** BEGIN Text extract **

Woman Member of Parliament for Kayunga District
- In office 2006–2011
- Succeeded by: Aidah Nantaba
- Constituency: Kayunga District

State Minister for Elderly and Disability Affairs
- In office 2001–2006
- President: Yoweri Museveni

National Woman Disability Member of Parliament

Personal details
- Born: Uganda
- Citizenship: Uganda
- Party: National Resistance Movement
- Occupation: Politician
- Known for: Advocacy for the rights of persons with disabilities and elderly people

= Nayiga Florence Ssekabira =

Ugandan politician

Nayiga Florence Ssekabira is a Ugandan female politician, former State Minister for PWDs and Women Member of Parliament of Kayunga district in the eighth parliament on National Resistance Movement (NRM) political party ticket.

== Political career ==
Florence Nayiga Sekabira was the Honourable Minister of State for Elderly and Disability Affairs from 2001 to 2006, She won (was elected) National Woman Disability Member of Parliament after defeating Sophia Nalule, her competitor. Florence Nayiga Sekabira represented women of Kayunga in the eighth parliament but lost her seat to Hon. Nantaba Aidah Erios in the ninth parliament.

** END Text extract **
** BEGIN Dataset entries **

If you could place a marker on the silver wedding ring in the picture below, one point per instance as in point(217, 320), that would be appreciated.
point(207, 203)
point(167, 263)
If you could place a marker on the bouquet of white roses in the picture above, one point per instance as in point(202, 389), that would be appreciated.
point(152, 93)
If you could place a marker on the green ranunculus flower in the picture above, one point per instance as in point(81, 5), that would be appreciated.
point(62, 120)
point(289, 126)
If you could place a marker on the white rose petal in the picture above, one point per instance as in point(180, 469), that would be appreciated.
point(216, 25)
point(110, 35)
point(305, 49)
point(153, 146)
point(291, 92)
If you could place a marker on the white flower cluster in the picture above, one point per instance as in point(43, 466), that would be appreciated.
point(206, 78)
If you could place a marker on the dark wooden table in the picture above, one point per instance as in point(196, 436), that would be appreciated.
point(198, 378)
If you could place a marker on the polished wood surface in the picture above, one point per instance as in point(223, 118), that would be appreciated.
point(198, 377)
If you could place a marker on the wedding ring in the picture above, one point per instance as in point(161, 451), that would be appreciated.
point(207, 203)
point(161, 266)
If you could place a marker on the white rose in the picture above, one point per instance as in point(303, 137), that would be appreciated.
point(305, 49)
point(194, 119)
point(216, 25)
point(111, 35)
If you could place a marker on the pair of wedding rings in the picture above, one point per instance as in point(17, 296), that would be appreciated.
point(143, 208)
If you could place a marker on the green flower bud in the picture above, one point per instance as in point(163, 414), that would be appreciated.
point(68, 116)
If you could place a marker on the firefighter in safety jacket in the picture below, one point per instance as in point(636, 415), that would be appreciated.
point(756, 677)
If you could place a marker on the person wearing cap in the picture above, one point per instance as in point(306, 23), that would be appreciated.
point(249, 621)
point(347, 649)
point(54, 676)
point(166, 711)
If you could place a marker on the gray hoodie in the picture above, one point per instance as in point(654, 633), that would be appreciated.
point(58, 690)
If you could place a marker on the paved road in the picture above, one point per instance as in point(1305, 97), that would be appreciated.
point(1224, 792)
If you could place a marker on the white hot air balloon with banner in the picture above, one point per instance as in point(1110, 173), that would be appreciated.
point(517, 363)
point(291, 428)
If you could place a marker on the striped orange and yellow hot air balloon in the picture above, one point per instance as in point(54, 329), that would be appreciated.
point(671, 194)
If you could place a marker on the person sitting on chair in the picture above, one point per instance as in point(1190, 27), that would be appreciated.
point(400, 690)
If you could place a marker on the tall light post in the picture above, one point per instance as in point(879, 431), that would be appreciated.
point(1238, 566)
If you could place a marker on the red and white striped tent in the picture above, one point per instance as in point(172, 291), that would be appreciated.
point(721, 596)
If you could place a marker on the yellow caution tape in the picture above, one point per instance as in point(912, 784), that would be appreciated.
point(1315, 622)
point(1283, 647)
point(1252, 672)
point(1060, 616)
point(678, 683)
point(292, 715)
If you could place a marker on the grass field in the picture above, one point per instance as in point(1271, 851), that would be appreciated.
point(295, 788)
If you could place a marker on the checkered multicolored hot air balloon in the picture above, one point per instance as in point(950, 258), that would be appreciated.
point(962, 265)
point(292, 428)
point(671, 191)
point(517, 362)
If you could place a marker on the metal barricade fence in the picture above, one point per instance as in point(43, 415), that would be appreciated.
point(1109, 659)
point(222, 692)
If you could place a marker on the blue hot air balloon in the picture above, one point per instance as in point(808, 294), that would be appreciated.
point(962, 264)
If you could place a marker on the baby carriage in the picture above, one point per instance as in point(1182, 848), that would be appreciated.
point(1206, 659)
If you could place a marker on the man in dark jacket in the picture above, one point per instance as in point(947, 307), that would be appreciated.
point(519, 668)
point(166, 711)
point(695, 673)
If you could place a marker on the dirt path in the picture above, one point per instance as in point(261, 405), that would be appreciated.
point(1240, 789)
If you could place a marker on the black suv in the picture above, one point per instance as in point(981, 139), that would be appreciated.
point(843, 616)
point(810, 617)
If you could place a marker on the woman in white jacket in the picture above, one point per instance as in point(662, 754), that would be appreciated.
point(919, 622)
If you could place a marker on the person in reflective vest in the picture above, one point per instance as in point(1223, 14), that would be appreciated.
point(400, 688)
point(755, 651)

** END Dataset entries **

**Exercise 1**
According to the biography, whom did she defeat to become National Woman Disability Member of Parliament?
**Exercise 2**
Reproduce the stretch of the biography from "Personal details" through "political party ticket.".

**Worked answer 1**
Sophia Nalule

**Worked answer 2**
Personal details
- Born: Uganda
- Citizenship: Uganda
- Party: National Resistance Movement
- Occupation: Politician
- Known for: Advocacy for the rights of persons with disabilities and elderly people

= Nayiga Florence Ssekabira =

Ugandan politician

Nayiga Florence Ssekabira is a Ugandan female politician, former State Minister for PWDs and Women Member of Parliament of Kayunga district in the eighth parliament on National Resistance Movement (NRM) political party ticket.